→ **What is expected**: Count the lines in the records that contain the string "scoreboard", and give only that number.

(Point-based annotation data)
● ● ● ● ● ● ●
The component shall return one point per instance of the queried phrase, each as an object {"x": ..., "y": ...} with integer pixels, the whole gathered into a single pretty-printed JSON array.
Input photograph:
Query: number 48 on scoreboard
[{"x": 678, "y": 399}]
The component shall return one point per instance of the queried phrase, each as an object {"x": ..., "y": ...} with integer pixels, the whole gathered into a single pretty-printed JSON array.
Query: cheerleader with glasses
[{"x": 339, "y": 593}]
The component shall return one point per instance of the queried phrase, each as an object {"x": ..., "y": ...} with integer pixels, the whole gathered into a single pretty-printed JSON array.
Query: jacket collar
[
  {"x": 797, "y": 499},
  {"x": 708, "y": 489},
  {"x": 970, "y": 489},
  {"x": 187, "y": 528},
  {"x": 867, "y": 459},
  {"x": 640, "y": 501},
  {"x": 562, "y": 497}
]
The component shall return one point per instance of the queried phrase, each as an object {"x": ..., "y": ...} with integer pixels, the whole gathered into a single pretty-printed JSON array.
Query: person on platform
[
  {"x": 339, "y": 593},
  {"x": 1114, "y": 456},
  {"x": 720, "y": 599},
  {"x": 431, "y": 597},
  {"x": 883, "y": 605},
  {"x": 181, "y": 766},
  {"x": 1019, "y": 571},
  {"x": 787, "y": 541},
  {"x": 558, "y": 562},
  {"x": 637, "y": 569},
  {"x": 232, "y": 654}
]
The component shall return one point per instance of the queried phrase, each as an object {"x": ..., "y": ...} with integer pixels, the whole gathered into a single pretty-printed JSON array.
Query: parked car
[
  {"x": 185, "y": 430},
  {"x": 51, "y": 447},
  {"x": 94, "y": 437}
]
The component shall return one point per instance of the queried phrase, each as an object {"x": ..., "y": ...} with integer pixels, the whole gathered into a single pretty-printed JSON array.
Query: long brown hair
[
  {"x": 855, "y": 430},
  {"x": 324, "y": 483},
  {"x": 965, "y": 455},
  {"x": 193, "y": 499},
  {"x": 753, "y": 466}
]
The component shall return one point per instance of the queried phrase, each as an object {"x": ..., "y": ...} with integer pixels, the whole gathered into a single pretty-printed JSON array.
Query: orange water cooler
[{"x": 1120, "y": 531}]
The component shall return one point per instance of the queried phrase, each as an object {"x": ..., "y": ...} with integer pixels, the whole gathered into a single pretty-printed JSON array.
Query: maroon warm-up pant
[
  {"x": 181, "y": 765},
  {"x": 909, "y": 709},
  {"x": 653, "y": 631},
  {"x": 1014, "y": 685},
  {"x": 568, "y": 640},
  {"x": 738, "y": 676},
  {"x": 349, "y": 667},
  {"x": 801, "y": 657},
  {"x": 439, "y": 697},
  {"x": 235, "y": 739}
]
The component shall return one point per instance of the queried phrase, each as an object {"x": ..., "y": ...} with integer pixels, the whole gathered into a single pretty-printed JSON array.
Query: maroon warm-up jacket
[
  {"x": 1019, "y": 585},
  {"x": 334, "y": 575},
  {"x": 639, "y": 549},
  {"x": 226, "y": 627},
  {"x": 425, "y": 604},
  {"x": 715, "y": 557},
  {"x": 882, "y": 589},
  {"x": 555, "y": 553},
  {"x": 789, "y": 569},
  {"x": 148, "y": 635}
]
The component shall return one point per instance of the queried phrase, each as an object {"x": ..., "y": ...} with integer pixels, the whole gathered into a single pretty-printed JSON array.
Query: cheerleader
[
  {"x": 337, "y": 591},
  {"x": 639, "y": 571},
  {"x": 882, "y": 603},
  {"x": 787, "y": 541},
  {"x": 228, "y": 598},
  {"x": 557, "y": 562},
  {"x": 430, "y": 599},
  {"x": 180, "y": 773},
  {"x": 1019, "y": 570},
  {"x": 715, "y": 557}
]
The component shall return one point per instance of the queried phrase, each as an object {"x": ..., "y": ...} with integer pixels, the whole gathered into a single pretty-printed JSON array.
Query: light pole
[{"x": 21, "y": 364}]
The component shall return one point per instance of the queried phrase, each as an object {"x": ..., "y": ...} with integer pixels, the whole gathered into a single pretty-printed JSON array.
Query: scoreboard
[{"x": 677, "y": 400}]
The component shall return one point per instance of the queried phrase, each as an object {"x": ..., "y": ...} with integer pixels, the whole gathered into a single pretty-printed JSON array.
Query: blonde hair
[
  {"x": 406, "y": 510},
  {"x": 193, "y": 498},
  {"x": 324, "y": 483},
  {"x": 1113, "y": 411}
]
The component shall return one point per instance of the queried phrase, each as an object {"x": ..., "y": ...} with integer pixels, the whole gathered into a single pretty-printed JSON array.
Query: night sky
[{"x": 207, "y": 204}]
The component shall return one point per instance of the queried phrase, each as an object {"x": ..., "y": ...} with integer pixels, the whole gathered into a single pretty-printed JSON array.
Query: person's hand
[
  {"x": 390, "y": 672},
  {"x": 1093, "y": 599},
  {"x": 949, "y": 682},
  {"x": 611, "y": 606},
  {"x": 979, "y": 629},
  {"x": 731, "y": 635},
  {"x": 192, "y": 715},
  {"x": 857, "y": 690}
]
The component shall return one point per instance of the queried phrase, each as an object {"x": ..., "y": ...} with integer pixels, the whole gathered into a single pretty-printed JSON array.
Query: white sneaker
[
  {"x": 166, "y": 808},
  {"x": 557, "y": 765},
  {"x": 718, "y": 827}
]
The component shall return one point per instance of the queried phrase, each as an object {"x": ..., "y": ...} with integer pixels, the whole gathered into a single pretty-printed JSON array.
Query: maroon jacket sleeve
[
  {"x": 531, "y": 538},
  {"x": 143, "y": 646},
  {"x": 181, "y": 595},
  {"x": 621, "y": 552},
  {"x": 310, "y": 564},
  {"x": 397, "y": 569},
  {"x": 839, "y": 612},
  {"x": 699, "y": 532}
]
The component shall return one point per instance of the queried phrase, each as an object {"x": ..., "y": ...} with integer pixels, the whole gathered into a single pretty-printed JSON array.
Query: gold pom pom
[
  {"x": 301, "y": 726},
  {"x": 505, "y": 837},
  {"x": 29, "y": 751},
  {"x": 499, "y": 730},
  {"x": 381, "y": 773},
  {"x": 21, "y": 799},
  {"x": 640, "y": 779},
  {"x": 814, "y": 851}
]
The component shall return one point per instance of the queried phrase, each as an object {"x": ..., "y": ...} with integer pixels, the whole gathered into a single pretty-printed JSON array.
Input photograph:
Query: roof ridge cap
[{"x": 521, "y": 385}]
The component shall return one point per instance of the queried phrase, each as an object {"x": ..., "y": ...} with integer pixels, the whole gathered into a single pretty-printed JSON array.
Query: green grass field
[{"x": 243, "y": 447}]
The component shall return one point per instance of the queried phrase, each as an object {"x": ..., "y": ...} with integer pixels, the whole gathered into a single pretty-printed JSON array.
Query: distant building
● ● ● ● ● ● ●
→ **Reply to the task**: 2